> _Problem to work on_
Among the entries that follow, find every line with the word "below" and copy it.

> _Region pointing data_
☆ ☆ ☆ ☆ ☆ ☆ ☆
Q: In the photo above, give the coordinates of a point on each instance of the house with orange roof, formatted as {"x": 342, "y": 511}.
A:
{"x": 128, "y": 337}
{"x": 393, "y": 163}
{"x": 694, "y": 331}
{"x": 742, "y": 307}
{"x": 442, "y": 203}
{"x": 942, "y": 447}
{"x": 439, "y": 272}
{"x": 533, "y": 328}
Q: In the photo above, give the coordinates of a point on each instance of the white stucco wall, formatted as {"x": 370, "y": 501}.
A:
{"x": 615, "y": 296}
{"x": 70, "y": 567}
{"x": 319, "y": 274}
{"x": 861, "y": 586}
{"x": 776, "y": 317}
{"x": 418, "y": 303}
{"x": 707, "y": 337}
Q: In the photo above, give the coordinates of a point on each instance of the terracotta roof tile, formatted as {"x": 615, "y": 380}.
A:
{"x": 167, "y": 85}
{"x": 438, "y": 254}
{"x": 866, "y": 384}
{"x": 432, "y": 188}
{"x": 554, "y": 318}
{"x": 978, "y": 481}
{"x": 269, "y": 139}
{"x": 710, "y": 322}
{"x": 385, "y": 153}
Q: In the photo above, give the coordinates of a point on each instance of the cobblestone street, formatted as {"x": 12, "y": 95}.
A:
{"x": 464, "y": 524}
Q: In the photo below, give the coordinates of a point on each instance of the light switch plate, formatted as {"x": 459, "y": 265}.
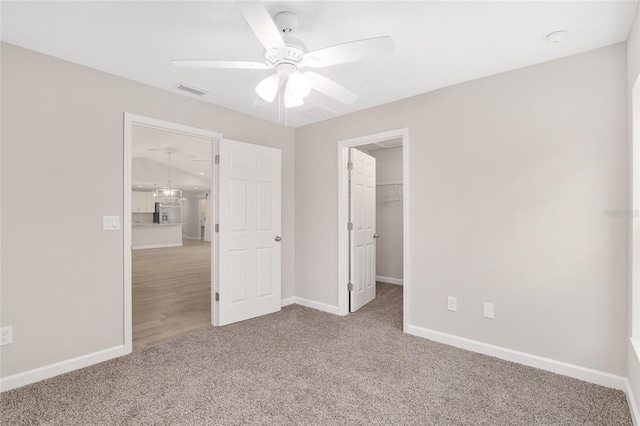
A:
{"x": 6, "y": 335}
{"x": 487, "y": 310}
{"x": 452, "y": 304}
{"x": 110, "y": 223}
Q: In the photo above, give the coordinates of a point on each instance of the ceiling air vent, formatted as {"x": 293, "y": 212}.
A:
{"x": 191, "y": 89}
{"x": 318, "y": 113}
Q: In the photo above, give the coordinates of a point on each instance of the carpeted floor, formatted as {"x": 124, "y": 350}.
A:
{"x": 302, "y": 366}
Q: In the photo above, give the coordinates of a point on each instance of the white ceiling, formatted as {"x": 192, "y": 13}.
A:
{"x": 437, "y": 44}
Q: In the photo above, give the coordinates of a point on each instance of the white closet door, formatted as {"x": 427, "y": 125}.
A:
{"x": 362, "y": 202}
{"x": 249, "y": 231}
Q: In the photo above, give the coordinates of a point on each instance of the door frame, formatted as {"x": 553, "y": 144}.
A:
{"x": 129, "y": 121}
{"x": 343, "y": 216}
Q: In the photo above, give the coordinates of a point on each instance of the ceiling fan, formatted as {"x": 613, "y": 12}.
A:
{"x": 288, "y": 56}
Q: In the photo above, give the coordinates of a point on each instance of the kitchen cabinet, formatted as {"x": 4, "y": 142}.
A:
{"x": 138, "y": 203}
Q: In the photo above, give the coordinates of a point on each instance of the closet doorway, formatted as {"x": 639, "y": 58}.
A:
{"x": 388, "y": 152}
{"x": 168, "y": 257}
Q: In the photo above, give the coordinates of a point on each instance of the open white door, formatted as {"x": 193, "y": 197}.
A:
{"x": 362, "y": 210}
{"x": 249, "y": 231}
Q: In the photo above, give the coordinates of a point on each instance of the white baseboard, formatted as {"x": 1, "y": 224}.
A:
{"x": 317, "y": 305}
{"x": 48, "y": 371}
{"x": 388, "y": 280}
{"x": 635, "y": 414}
{"x": 288, "y": 301}
{"x": 155, "y": 246}
{"x": 582, "y": 373}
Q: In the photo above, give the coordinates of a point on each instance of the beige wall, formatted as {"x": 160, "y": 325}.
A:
{"x": 62, "y": 170}
{"x": 389, "y": 213}
{"x": 510, "y": 176}
{"x": 633, "y": 72}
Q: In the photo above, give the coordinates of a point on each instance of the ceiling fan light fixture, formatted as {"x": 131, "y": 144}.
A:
{"x": 298, "y": 85}
{"x": 267, "y": 89}
{"x": 290, "y": 100}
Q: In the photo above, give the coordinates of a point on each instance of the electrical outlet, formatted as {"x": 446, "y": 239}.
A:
{"x": 452, "y": 304}
{"x": 6, "y": 335}
{"x": 487, "y": 310}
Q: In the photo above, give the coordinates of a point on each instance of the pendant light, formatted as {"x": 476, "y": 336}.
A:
{"x": 168, "y": 191}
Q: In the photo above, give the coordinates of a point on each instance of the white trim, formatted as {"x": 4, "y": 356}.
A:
{"x": 129, "y": 121}
{"x": 343, "y": 202}
{"x": 633, "y": 408}
{"x": 156, "y": 246}
{"x": 288, "y": 301}
{"x": 317, "y": 305}
{"x": 52, "y": 370}
{"x": 582, "y": 373}
{"x": 389, "y": 280}
{"x": 634, "y": 216}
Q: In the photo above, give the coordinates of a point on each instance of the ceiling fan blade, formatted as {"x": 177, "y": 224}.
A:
{"x": 262, "y": 25}
{"x": 330, "y": 88}
{"x": 348, "y": 52}
{"x": 197, "y": 63}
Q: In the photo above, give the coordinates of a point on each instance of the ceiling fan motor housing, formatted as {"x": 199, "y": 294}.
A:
{"x": 287, "y": 22}
{"x": 294, "y": 53}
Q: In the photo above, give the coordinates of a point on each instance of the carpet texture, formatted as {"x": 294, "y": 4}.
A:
{"x": 302, "y": 366}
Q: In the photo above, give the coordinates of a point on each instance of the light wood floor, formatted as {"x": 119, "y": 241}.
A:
{"x": 171, "y": 291}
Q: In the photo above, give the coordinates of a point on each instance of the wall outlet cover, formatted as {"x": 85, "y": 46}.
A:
{"x": 487, "y": 310}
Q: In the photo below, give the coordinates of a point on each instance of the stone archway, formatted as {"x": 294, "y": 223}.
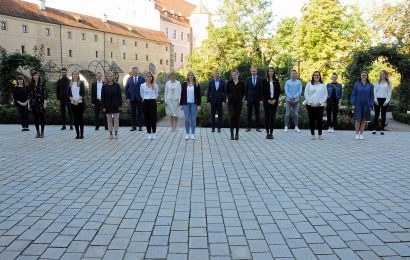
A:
{"x": 362, "y": 60}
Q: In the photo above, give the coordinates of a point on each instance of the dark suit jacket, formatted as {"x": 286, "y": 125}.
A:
{"x": 266, "y": 90}
{"x": 253, "y": 93}
{"x": 94, "y": 92}
{"x": 132, "y": 90}
{"x": 216, "y": 96}
{"x": 82, "y": 91}
{"x": 197, "y": 90}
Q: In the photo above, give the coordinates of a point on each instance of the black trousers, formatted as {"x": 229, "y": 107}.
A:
{"x": 377, "y": 114}
{"x": 23, "y": 112}
{"x": 136, "y": 113}
{"x": 150, "y": 114}
{"x": 97, "y": 111}
{"x": 270, "y": 116}
{"x": 216, "y": 108}
{"x": 315, "y": 119}
{"x": 235, "y": 116}
{"x": 253, "y": 105}
{"x": 63, "y": 107}
{"x": 78, "y": 113}
{"x": 332, "y": 110}
{"x": 39, "y": 120}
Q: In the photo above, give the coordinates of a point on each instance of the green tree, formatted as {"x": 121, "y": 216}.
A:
{"x": 328, "y": 32}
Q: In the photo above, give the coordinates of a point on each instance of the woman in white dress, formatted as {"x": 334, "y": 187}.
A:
{"x": 172, "y": 97}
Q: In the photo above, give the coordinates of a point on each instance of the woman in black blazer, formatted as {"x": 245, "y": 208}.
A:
{"x": 271, "y": 92}
{"x": 191, "y": 102}
{"x": 76, "y": 93}
{"x": 111, "y": 103}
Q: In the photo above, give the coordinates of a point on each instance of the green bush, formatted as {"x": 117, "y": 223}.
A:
{"x": 401, "y": 117}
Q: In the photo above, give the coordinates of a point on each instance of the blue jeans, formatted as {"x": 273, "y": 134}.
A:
{"x": 190, "y": 117}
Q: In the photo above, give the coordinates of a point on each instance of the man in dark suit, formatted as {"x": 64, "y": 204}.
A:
{"x": 63, "y": 85}
{"x": 96, "y": 88}
{"x": 132, "y": 93}
{"x": 216, "y": 97}
{"x": 253, "y": 96}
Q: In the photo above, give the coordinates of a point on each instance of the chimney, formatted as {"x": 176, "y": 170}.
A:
☆ ☆ ☆ ☆ ☆ ☆ ☆
> _Completed task_
Q: In the photo below, give the coordinates of a point on each instance of the light switch plate, formatted as {"x": 459, "y": 265}.
Q: In the photo below, give the coordinates of a point on each instance of the stone archway, formatted as {"x": 294, "y": 223}.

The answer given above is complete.